> _KUTIPAN_:
------------------------------
Menurut Sztompka revolusi adalah manifestasi perubahan sosial yang paling spektakuler. Revolusi menengarai guncangan fundamental dalam proses sejarah, membentuk kembali masyarakat dari dalam dan merancang lagi bangsa. Revolusi tidak membiarkan apapun seperti sebelumnya. Revolusi menutup satu jaman dan membuka jaman baru. Pada saat revolusi masyarakat mengalami puncak perannya, ledakan potensi transformasi diri. Pada bangkitnya revolusi, masyarakat dan para anggotanya seakan-akan dihidupkan kembali, hampir dilahirkan kembali. Dalam hal ini, revolusi adalah tanda kesehatan sosial.
Revolusi mempunyai definisi perubahan yang cepat dan mendasar dari masyarakat dan srtuktur kelas suatu negara, dan revolusi tersebut disertai dan sebagian menyebabkan terjadinya pemberontakan kelas dari bawah. Menurut Chalmers Johnson, dalam Revolutionary Change, kekerasan dan perubahan sosial adalah sifat dari revolusi. Menciptakan revolusi berarti menerima kekerasan untuk mengubah sistem, lebih tepatnya revolusi adalah implementasi dari suatu strategi kekerasan yang ditunjukkan untuk mendorong timbulnya perubahan dalam struktur sosial. Revolusi terjadi karena masyarakat mengalami lingkungan yang tidak harmonis (kritis) sehingga mengalami disorientasi. Dalam keadaan seperti ini akan membuka peluang lahirnya nilai-nilai alternatif yang ditawarkan oleh gerakan revolusioner. Hal ini tentu saja menyebabkan penguasa bertindak menekan karena merasa otoritas yang dipunyainya semakin kehilangan legitimasi. Penguasa selalu mengandalkan kekerasan untuk menghentikan gerakan revolusi dengan dalih ketertiban bangsa. Karena itu, pecahnya suatu revolusi tidak saja disebabkan oleh protes kelas bawah terhadap kehidupan cara lama, tetapi juga oleh adanya ketidakmampuan kelas atas dalam mengatasi kehidupan cara lama itu, urai Lenin.
------------------------------
> _TUJUAN TUGAS 1_: Tentukan apakah setiap pernyataan berikut sesuai dengan kutipan tentang revolusi, lalu jawab ya atau tidak disertai kata-kata penentu dari kutipan itu. (a) Sztompka menyebut revolusi sebagai manifestasi perubahan sosial yang paling spektakuler. (b) Chalmers Johnson menyatakan bahwa revolusi dapat berlangsung tanpa kekerasan. (c) Penguasa mengandalkan dialog untuk menghentikan gerakan revolusi.
> _TUJUAN TUGAS 2_: Salin kembali bagian kutipan tentang revolusi yang dimulai dari "Menurut Sztompka revolusi" dan berakhir pada "tanda kesehatan sosial.", dengan mengganti "jaman" menjadi "zaman".
> _TUJUAN TUGAS 3_: Menurut uraian Lenin dalam kutipan tentang revolusi, apa saja yang menyebabkan pecahnya suatu revolusi?
------------------------------
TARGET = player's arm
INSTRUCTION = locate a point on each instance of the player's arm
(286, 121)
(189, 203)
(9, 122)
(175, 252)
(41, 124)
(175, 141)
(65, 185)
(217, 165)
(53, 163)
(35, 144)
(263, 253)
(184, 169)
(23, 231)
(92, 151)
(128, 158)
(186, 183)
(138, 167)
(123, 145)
------------------------------
> _JAWABAN BENAR 1_:
(a) Ya: "Menurut Sztompka revolusi adalah manifestasi perubahan sosial yang paling spektakuler."
(b) Tidak: "kekerasan dan perubahan sosial adalah sifat dari revolusi"
(c) Tidak: "Penguasa selalu mengandalkan kekerasan untuk menghentikan gerakan revolusi"

> _JAWABAN BENAR 2_:
Menurut Sztompka revolusi adalah manifestasi perubahan sosial yang paling spektakuler. Revolusi menengarai guncangan fundamental dalam proses sejarah, membentuk kembali masyarakat dari dalam dan merancang lagi bangsa. Revolusi tidak membiarkan apapun seperti sebelumnya. Revolusi menutup satu zaman dan membuka zaman baru. Pada saat revolusi masyarakat mengalami puncak perannya, ledakan potensi transformasi diri. Pada bangkitnya revolusi, masyarakat dan para anggotanya seakan-akan dihidupkan kembali, hampir dilahirkan kembali. Dalam hal ini, revolusi adalah tanda kesehatan sosial.

> _JAWABAN BENAR 3_: Protes kelas bawah terhadap kehidupan cara lama dan ketidakmampuan kelas atas dalam mengatasi kehidupan cara lama itu.